Your assignment: In the entries that follow, the line with "output: a list" opens the range and the line with "holes by even-odd" closes it; repeat that range exactly, both lines included.

------ Listed records ------

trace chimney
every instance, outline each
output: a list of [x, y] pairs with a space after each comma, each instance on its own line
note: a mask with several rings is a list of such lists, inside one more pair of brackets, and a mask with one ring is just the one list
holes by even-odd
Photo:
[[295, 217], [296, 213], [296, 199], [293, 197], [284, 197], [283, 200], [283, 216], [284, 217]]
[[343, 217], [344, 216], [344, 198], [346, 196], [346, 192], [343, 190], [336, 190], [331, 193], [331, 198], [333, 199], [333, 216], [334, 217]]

------

Problem solution:
output: a list of [x, y] pairs with a space after each comma, each instance on its own line
note: a mask with several rings is a list of such lists, inside one more pair of brackets, and a mask with one ring is just the one list
holes by even-odd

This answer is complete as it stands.